EXTRACT TO READ:
Rethinking organisations: the digital revolution, social and convergence

An interesting question came up last Friday in a discussion with a group of Marketing and Communications folks from McDonald’s. It was about how social media might be situated and used differently depending upon whether you approached it from either a Marketing or a Communications team perspective. Also the question of who should “own” social media within the organisation was raised.

These are good questions and they got me thinking.

One of the things I often speak about is how technology is converging. How computers, televisions, mobile phones and broadband are converging together to give us new kinds of devices that call into being new kinds of content. As a result we are seeing the mashing up of media from diverse sources and its remixing. The much loved Hitler Downfall Parodies are a great example of this.

The convergence of technology is also being influenced by new kinds of software. Social software that is so easy to use that non-technical people can create and use it without needing to track down geek assistance. Software like Facebook and Flickr are great examples of this trend.

However, another trend associated with this change in technology is the skills and capabilities that businesses need to thrive in this new environment.

In the past, under bureaucratic systems that arose during the last two hundred years in the industrial revolution, specialised silos were created to enable businesses to scale effectively.

Bureaucracy has become a value laden term these days and it is generally used in a negative sense. However, bureaucracy was an essential way to organise people on a grand scale in an age before realtime digital communications. But now that there is almost ubiquitous realtime digital communications we are undergoing a digital revolution.

Our business structures, skills and organisation have not yet adapted to this new world. I can see the need for convergence of skills and activities to enable businesses to take advantage of the digital revolution. Thus I’m starting to see the need for a convergence of many roles and functions. We need to start thinking about how to totally remap the organisation to integrate digital functions effectively.

For example, in the areas of marketing and communications the boundaries start to blur already. The real task of these areas is to communicate with people, either inside our outside of the organisation. And, increasingly, their role is to converse and collaborate with their stakeholders. These functions are merging towards creation of collaborative communities as the audience morphs into participants rather than passive recipients.

STORED DATA:
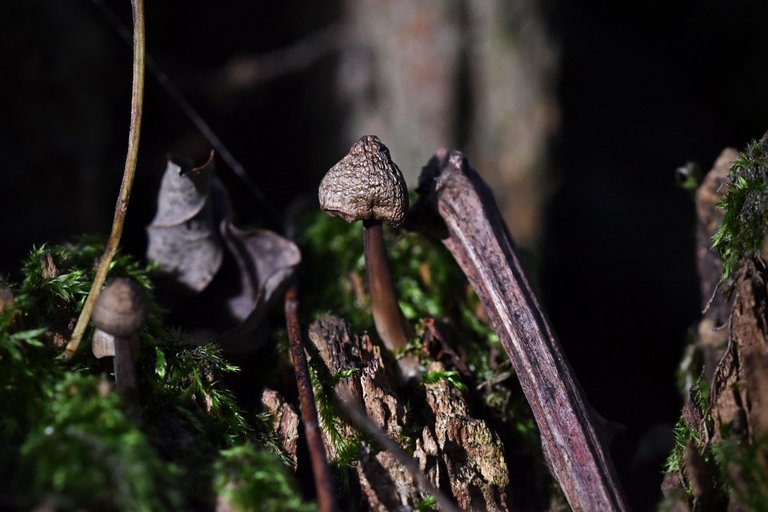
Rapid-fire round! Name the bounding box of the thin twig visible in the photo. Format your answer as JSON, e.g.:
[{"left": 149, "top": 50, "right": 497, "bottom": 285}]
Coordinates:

WHAT YOU NEED TO DO:
1) In the post on rethinking organisations, whose marketing and communications staff took part in the Friday discussion?
2) Using the post on rethinking organisations, explain why bureaucracy was once an essential way to organize a business.
3) Write the next part of the post on rethinking organisations, picking up after its final sentence.

TASK-BY-TASK OUTPUTS:
1) The marketing and communications staff of McDonald's took part.

2) Before realtime digital communications existed, bureaucracy was the essential way to organize people on a grand scale. The specialized silos it created during the industrial revolution allowed businesses to scale effectively.

3)
The kinds of ideas that need to inform our thinking about how to reshape our organisations for the digital revolution include:

  • Networks: both human and technology networks are key, working out how to enable each of these inside and outside of the organisation is critical.
  • Amplification: understanding how these new human and technology networks amplify messages is imperative; defining cultural practices that embrace this idea is important.
  • Connected: determining how to manage people and business in an age where everything is connected – both people and things – as is how to use this power for business and social good.
  • Personal: the blurring of the boundaries between business and personal or between private and public is already occurring. We need to develop cultural and organisational practices that understand and enable us to manage this blurring of boundaries.
  • Social: human beings are social animals.  The Taylorist world view that has coloured much management thinking in the twentieth century needs to change and reflect this truth.  Humans are not interchangeable widgets and we are not machines.  It is time business leaders and structures change to reflect the social nature of human and business interactions.

We need to find ways to move away from hierarchy and silos. We need to find ways to move towards meshes and webs of relationships.  These are more like the way human beings relate in nature anyway.  The entire bureaucratic venture has been an unnatural way of being for humans. Humans need to find a way to make business more human and less machine like.

It seems that social computing and hardware convergence could be the catalyst for us to change our ways of running businesses so that they better meet human needs and map to human social needs, while continuing to make profits.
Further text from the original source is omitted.